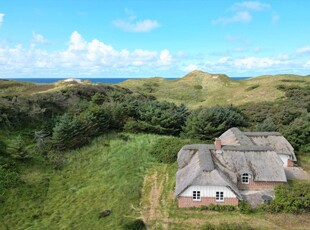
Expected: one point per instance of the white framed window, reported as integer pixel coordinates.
(245, 178)
(196, 196)
(219, 196)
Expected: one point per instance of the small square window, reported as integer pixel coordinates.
(245, 178)
(196, 196)
(219, 196)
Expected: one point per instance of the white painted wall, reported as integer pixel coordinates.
(208, 191)
(284, 159)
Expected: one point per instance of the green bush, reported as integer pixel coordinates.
(157, 117)
(292, 198)
(208, 123)
(166, 148)
(244, 207)
(8, 177)
(227, 226)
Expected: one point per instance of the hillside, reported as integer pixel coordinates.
(203, 89)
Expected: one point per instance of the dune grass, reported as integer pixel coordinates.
(203, 89)
(108, 174)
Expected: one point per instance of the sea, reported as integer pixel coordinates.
(94, 80)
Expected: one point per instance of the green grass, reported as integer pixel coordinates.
(203, 89)
(94, 178)
(172, 217)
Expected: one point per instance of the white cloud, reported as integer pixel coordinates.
(130, 24)
(250, 5)
(243, 12)
(242, 16)
(303, 50)
(190, 68)
(38, 38)
(223, 60)
(1, 18)
(81, 57)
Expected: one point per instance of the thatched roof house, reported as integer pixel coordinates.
(237, 161)
(274, 140)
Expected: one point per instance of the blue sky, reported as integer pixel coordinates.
(142, 38)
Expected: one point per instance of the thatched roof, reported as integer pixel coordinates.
(263, 165)
(271, 140)
(196, 167)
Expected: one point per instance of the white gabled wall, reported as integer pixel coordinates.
(208, 191)
(284, 159)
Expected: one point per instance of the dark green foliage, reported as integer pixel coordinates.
(9, 176)
(73, 131)
(293, 198)
(158, 117)
(208, 123)
(2, 148)
(227, 226)
(18, 149)
(166, 148)
(298, 133)
(266, 126)
(135, 225)
(218, 208)
(244, 207)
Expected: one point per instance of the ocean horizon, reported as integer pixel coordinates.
(94, 80)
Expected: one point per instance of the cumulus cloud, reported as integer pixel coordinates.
(80, 57)
(242, 13)
(132, 24)
(250, 5)
(303, 50)
(1, 18)
(129, 25)
(38, 38)
(190, 68)
(243, 16)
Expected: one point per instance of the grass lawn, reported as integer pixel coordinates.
(108, 174)
(163, 213)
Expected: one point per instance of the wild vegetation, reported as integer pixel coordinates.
(69, 151)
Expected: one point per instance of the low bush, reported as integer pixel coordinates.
(135, 225)
(291, 198)
(227, 226)
(166, 148)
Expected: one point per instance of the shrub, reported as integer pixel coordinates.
(158, 117)
(208, 123)
(292, 198)
(227, 226)
(166, 148)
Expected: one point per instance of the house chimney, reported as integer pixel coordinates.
(218, 143)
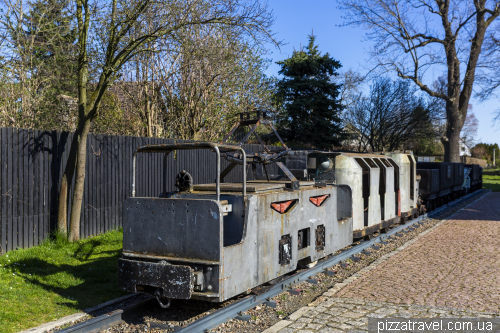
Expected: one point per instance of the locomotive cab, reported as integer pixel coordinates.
(215, 241)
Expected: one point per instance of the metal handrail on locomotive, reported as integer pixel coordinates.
(215, 241)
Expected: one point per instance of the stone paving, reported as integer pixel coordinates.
(449, 271)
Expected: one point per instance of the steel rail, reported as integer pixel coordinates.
(231, 311)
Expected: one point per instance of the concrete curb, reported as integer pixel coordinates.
(74, 317)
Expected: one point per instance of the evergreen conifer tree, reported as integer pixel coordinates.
(307, 99)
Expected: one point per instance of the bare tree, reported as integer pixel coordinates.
(412, 36)
(391, 117)
(119, 19)
(37, 63)
(469, 131)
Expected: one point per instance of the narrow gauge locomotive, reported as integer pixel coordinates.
(215, 241)
(384, 187)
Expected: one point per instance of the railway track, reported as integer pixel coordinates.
(235, 309)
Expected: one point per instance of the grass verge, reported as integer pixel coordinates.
(57, 279)
(491, 183)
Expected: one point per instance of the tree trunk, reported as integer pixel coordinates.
(451, 141)
(62, 213)
(76, 204)
(149, 120)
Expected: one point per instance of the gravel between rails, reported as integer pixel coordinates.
(183, 312)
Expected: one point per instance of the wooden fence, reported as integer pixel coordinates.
(33, 162)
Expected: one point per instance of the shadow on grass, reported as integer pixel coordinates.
(492, 186)
(89, 283)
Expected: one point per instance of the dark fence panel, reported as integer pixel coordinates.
(32, 163)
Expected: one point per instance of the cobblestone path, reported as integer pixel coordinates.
(449, 271)
(456, 266)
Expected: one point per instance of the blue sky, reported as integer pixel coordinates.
(295, 20)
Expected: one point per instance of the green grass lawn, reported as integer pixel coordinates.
(56, 279)
(491, 183)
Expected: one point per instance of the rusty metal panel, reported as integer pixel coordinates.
(176, 281)
(256, 259)
(429, 183)
(404, 180)
(348, 172)
(182, 228)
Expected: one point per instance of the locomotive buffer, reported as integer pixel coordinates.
(215, 241)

Problem =>
Leaving the pictures aside, transcribe the entire listing exactly.

Task solution =>
Expected: one point per instance of the white framed window, reported as integer pixel coordinates.
(245, 178)
(196, 196)
(219, 196)
Expected: one point per instance of the small square window, reported as integer pixel coordinates.
(245, 178)
(196, 196)
(219, 196)
Expected: one point per instance of the white painted wall, reported as integer pixel coordinates.
(208, 191)
(284, 159)
Expected: one point per instance of the green bush, reported as integer pixel coordinates.
(157, 117)
(292, 198)
(208, 123)
(166, 148)
(244, 207)
(8, 177)
(227, 226)
Expected: one point per instance of the hillside, reported as integer pixel coordinates.
(203, 89)
Expected: one point per instance of the dune grass, reported as integer pixel coordinates.
(203, 89)
(108, 174)
Expected: one point per instance of the sea, reported as integer pixel coordinates.
(94, 80)
Expected: one point per instance of the green grass, reported as integer pixel coordinates.
(203, 89)
(94, 178)
(172, 217)
Expected: one point per instance of the white cloud, reported as integer pixel coordinates.
(130, 24)
(250, 5)
(243, 12)
(242, 16)
(303, 50)
(190, 68)
(38, 38)
(223, 60)
(1, 18)
(81, 57)
Expected: one point per instance of the thatched roof house, reported as integer pixel coordinates.
(237, 161)
(274, 140)
Expected: one point per instance of the blue sky, reported as integer pixel coordinates.
(142, 38)
Expected: one point per instance of the thatched roof, reported as integer pixel coordinates.
(263, 165)
(271, 140)
(196, 167)
Expected: one point per instance of the white gabled wall, reported as integer pixel coordinates.
(208, 191)
(284, 159)
Expected: one point per instance of the dark green foliage, reported as integer pixel coordinates.
(9, 176)
(73, 131)
(293, 198)
(158, 117)
(208, 123)
(2, 148)
(227, 226)
(18, 149)
(166, 148)
(298, 133)
(266, 126)
(135, 225)
(218, 208)
(244, 207)
Expected: one point per instance of the ocean horizon, reported as integer pixel coordinates.
(94, 80)
Expected: one point per instance of the cumulus cloud, reported as integer pixel coordinates.
(80, 57)
(242, 13)
(132, 24)
(250, 5)
(303, 50)
(1, 18)
(129, 25)
(38, 38)
(190, 68)
(243, 16)
Expected: one point per instance of the grass lawn, reported as integer pixel coordinates.
(108, 174)
(163, 213)
Expected: one point per instance of the wild vegetation, reported as integer pixel coordinates.
(69, 151)
Expected: one point per instance of the low bush, reported as integer pixel coordinates.
(135, 225)
(291, 198)
(227, 226)
(166, 148)
Expected: one point per instance of the shrub, reported as integer pixel coordinates.
(158, 117)
(208, 123)
(292, 198)
(227, 226)
(166, 148)
Expected: one point per instance of the house chimney, reported as integer pixel coordinates.
(218, 143)
Expected: one point per instance of the locomotive cab, reported as integer pixel coordinates.
(215, 241)
Expected: one point per instance of the metal handrail on locomotive, reported as integer pixel coordinates.
(215, 241)
Expected: one point per instance of the stone paving, reported as integer pixel coordinates.
(449, 271)
Expected: one point per instance of the steel rail, reported as integer pixel coordinates.
(231, 311)
Expected: one point per instance of the concrete curb, reported as integer pixel coordinates.
(74, 317)
Expected: one point per instance of the evergreen conifer tree, reported as integer pixel coordinates.
(307, 99)
Expected: one point per instance of the bare tree, reported as integer pixel coordinates.
(412, 36)
(391, 117)
(119, 19)
(37, 63)
(469, 131)
Expected: one point per instance of the narrow gauge locomotive, reported as integer pixel coordinates.
(215, 241)
(384, 187)
Expected: one point per instance of the railway track, reported as integer pixel coordinates.
(235, 309)
Expected: one point per instance of the grass verge, reported as integer pixel coordinates.
(57, 279)
(491, 183)
Expected: one point per instance of the tree trunk, reported as integer pixel coordinates.
(451, 141)
(62, 213)
(76, 204)
(149, 120)
Expected: one point per instance of the gravel between rails, reported as integer pixel coordinates.
(183, 312)
Expected: one point per instance of the wooden fence, reported as integer pixel coordinates.
(33, 162)
Expected: one point per instance of the shadow on grass, reported as integer pixel coordinates.
(492, 186)
(89, 283)
Expected: one point per instance of the dark fence panel, reported as integer pixel coordinates.
(32, 163)
Expected: one point per instance of the cobblestone path, reported as integer pixel coordinates.
(449, 271)
(456, 266)
Expected: one point per instance of the blue sky, reported as integer pixel coordinates.
(295, 20)
Expected: one point per instance of the green grass lawn, reported as integer pixel coordinates.
(56, 279)
(491, 183)
Expected: one point per instance of the rusty metal panel, reported as integer pixel coordinates.
(176, 281)
(256, 259)
(429, 183)
(404, 180)
(348, 172)
(182, 228)
Expected: one point per instance of the locomotive buffer, reported as integer pixel coordinates.
(215, 241)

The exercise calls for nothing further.